• [Objetivo do exercício]: Transcreva sem alterações o trecho do material que vai da linha que contém "From the screenshot above, the sea" até a linha que contém "[[12, 298, 487, 375]]", incluindo as duas.

• [Dados extraídos]:
§

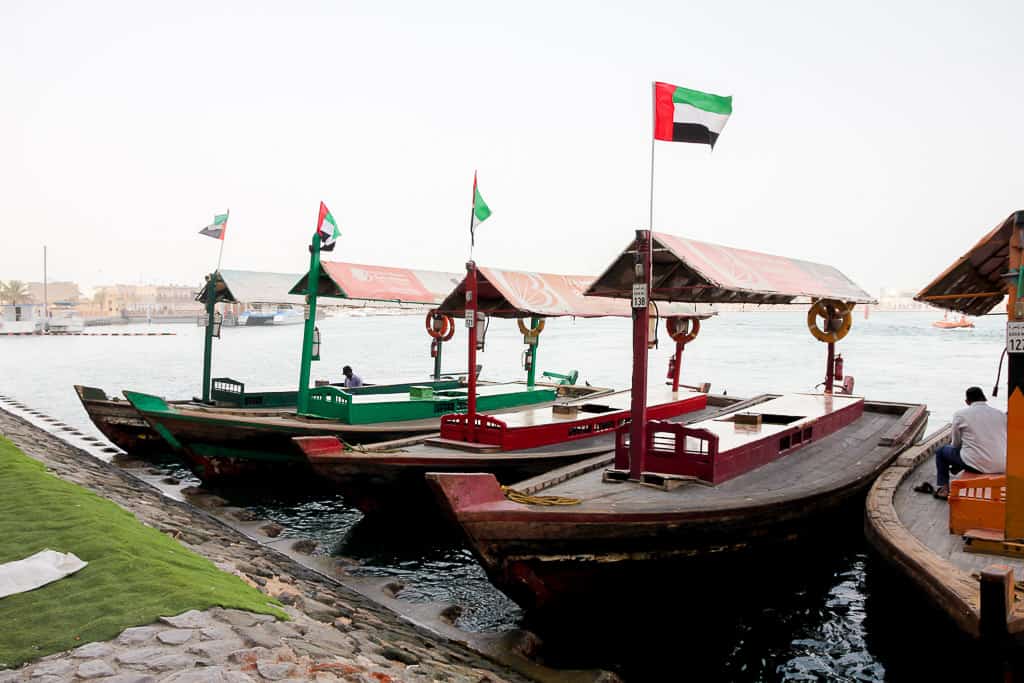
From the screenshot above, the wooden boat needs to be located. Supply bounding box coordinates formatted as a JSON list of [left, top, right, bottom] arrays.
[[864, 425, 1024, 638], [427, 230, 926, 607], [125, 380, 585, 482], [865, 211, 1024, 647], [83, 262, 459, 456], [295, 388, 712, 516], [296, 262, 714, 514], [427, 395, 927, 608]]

§

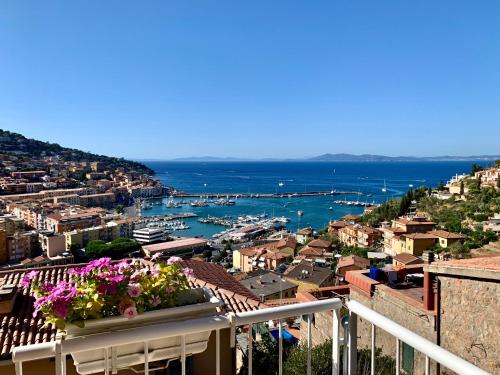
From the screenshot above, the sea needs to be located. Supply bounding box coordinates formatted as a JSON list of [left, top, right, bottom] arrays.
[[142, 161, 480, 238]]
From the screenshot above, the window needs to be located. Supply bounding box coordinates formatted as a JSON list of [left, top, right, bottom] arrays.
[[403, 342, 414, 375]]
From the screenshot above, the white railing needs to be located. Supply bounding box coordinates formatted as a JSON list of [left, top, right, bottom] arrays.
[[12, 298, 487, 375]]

§

• [Resultado da tarefa]:
From the screenshot above, the sea needs to be located. Supply bounding box coordinates formatted as a JSON list of [left, top, right, bottom] arrays.
[[142, 161, 480, 238]]
From the screenshot above, the window needs to be located. Supply bounding box coordinates formatted as a JSON list of [left, top, right, bottom] arrays.
[[403, 342, 414, 375]]
From the screenshot above, the white railing needs to be located. Supply bounding box coordinates formatted as a JSON list of [left, top, right, bottom] arrays.
[[12, 298, 487, 375]]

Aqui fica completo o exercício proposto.